__What you will do__.
1 > In the release excerpt, what is Employer not obligated to provide if Executive does not execute the Release?
2 > From the release excerpt, write out the part that opens with the words containing "4. Covenants and" and closes with "into with Employer.".
[[ Reading text, beginning ]]
3. Acknowledgment of Sufficiency of Consideration. Executive acknowledges and agrees that in the absence of Executive’s execution of this Release, Employer is not obligated to provide Executive with the payment and benefits described in the Employment Agreement, and that the payment and benefits set forth in the Employment Agreement are adequate consideration for the covenants and release herein.
4. Covenants and Obligations under Employment Agreement. Nothing in this Release supersedes or restricts any obligations that Executive owes to Employer, including, without limitation, the obligation to protect Employer’s interests in Confidential Information and trade secrets and inventions under the Employment Agreement and/or under applicable law, and/or the Non-Competition Agreement executed by Executive. Executive agrees to comply with all covenants that Executive has entered into with Employer.
[[ Reading text, end ]]
[[ Material shown, beginning ]]
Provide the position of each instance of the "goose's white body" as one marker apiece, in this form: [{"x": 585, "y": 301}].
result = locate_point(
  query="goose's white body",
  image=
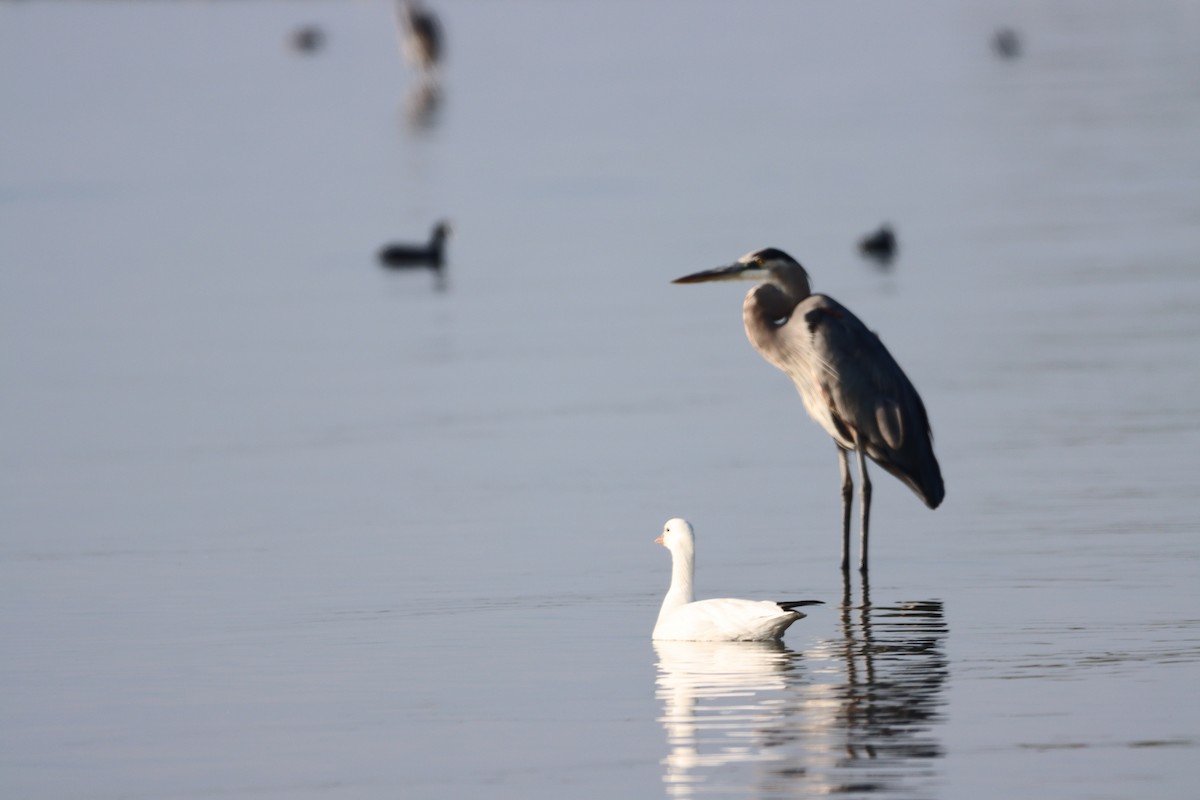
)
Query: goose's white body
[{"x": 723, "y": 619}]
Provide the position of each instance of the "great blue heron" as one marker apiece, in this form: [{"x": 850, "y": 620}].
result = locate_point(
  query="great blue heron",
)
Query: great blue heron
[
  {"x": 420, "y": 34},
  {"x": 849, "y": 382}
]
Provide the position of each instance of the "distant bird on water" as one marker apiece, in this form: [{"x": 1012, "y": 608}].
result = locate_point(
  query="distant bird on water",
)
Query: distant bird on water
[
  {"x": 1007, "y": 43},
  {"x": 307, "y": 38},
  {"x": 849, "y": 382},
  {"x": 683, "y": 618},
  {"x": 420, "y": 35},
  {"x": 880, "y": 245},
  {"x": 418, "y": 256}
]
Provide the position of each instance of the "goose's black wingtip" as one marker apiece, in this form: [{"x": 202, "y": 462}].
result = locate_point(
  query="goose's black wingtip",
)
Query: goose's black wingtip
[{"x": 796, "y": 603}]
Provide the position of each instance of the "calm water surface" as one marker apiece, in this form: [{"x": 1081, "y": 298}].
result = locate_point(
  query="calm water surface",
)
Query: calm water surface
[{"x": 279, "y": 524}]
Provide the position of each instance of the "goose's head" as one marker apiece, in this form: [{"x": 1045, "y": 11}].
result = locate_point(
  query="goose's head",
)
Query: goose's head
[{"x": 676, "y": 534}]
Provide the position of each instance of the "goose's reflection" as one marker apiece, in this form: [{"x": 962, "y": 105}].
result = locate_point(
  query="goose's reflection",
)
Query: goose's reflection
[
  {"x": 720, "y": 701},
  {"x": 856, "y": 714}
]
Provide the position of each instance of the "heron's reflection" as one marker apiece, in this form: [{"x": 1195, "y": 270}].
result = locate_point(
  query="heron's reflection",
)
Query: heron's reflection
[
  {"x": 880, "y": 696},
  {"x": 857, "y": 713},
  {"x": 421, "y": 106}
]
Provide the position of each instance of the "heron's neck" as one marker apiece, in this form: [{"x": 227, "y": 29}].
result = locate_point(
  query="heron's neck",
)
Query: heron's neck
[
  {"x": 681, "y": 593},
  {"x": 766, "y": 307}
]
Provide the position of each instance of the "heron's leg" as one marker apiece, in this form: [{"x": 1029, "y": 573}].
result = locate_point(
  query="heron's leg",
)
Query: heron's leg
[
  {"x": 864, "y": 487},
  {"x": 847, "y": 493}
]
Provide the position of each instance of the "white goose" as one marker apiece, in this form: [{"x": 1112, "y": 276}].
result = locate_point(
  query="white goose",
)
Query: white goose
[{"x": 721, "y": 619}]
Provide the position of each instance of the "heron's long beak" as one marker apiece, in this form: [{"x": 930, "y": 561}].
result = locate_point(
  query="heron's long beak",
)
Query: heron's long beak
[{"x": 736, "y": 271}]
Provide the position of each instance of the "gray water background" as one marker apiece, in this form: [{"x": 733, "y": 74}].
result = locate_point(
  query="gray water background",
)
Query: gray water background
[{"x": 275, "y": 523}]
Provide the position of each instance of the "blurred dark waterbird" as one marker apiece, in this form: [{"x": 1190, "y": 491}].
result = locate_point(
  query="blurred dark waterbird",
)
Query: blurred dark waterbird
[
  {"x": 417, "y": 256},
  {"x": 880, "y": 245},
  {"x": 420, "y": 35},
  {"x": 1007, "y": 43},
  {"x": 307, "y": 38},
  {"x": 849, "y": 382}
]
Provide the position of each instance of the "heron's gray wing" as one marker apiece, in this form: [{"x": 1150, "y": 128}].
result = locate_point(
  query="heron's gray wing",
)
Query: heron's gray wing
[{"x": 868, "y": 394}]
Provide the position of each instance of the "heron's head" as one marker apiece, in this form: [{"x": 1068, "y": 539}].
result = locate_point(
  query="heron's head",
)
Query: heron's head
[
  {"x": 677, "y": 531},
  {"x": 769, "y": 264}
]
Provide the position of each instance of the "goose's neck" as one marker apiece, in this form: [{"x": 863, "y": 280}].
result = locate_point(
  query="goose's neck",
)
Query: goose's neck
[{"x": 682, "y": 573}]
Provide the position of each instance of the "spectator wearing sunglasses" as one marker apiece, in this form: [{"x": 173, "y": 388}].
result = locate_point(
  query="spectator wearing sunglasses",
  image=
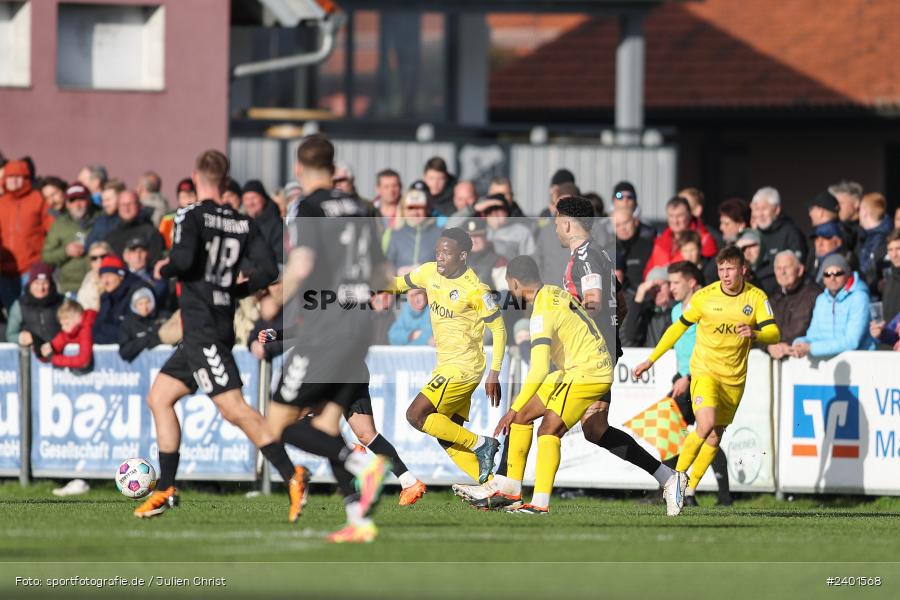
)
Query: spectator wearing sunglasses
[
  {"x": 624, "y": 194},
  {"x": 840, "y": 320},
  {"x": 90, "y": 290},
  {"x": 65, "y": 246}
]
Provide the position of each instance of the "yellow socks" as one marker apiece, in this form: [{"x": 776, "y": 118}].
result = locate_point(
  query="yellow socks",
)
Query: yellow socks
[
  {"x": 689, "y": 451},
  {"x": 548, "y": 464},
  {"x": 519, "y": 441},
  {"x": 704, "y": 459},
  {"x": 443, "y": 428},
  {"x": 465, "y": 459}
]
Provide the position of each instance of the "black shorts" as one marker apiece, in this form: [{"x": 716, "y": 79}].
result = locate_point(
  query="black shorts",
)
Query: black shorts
[[ Material shown, end ]]
__Outputs in order__.
1 > The payment and benefits described in the Employment Agreement.

2 >
4. Covenants and Obligations under Employment Agreement. Nothing in this Release supersedes or restricts any obligations that Executive owes to Employer, including, without limitation, the obligation to protect Employer’s interests in Confidential Information and trade secrets and inventions under the Employment Agreement and/or under applicable law, and/or the Non-Competition Agreement executed by Executive. Executive agrees to comply with all covenants that Executive has entered into with Employer.